▸ Okunacak bölüm:
Uzun suredir yazamadim, yazmak istemedim, vaktim olmadi, zaman cok hizli gecti. Hayatimda hic 7 gun icinde 3-4 gece kulubu ve partiye katilmamistim. Bunu da yasadim. Ve su 13 gun sonunda, gercekten her seyden bikmis ve yorulmus oldugumu anladim....

Hayatimi en mantikli sekliyle yurutmeye calisiyorum su anda. Mutluyum kismen; ama hala icimdeki bazi hisler beni deli ediyor. Yalniz olmamak gibi bir firsati hayatimda 3 kere kacirmis olmak ve bu yuzden hala kendimi cok yalniz hissediyor olmam, her seye ve herkese karsi beni soguk tutuyor... Nasil bir degeri hakettigimi cok iyi biliyorum. Karsima cikan her kisiye de fazlasini verdigimi biliyorum; ama belli seyleri bazi insanlara yapma firsatini tanidiysam bu demektir ki ben o kisileri gercekten sevmisim... Anlamamislar. Simdi onlarin yuzunden kimseyi sevemiyorum ve bilerek kendi kendimi dibe cekiyorum. Olmayinca olmuyor diye bir sey yok benim hayatimda... Benim hayatimda hep mukemmel olmak ya da ol(a)mamak durumu oldu. Ve artik bir seylere izin veremeyecek kadar yoruldum.

▸ Yapılacak görevler:
• 1. Okunacak bölüme göre anlatıcı yedi gün içinde kaç gece kulübü ve partiye katılmış?
• 2. Okunacak bölümde "Hayatimi en mantikli sekliyle" sözleriyle başlayan paragrafı, ana bilgilerini koruyarak kısa bir madde listesi hâline getir.
• 3. Yalnızlık ve yorgunluk üzerine yazılmış okunacak bölümü, son cümlesinden sonra aynı ağızdan sürdür.

▸ Sağlanan malzeme:
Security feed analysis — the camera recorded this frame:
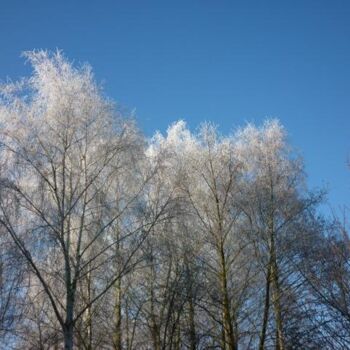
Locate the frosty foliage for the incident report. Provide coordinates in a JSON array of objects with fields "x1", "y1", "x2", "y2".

▸ Nihai sonuçlar:
• 1. Yedi gün içinde 3-4 gece kulübü ve partiye katılmış.

• 2.
- Hayatımı şu anda en mantıklı şekilde yürütmeye çalışıyorum. Kısmen mutluyum ama içimdeki bazı hisler beni deli ediyor.
- Yalnız olmamak fırsatını hayatımda üç kez kaçırdım. Bu yüzden hâlâ çok yalnız hissediyorum ve bu durum beni her şeye ve herkese karşı soğuk tutuyor.
- Nasıl bir değeri hak ettiğimi biliyorum ve karşıma çıkan herkese fazlasını veriyorum. Bazı insanlara belli şeyleri yapma fırsatı tanıdıysam, onları gerçekten sevmişim demektir. Ama onlar bunu anlamamışlar.
- Onlar yüzünden artık kimseyi sevemiyorum ve bilerek kendimi dibe çekiyorum.
- Hayatımda hep mükemmel olmak ya da olamamak durumu oldu. Artık bir şeylere izin veremeyecek kadar yoruldum.

• 3.
Bunlari neden dedim; cunku gecen 6-7 ay boyunca kendime yaptigim iskencenin tek nedeni bazi insanlarla, gecmiste ve bu sure icinde olan iliskilerimdir. Evet, ne yazik ki en cok etkilendigim seylerden biri, insanlarla olan iliskilerim... Bunlari dedim; cunku neden yorulmus ve bikmis oldugum kanisina varmami anlayasiniz diye...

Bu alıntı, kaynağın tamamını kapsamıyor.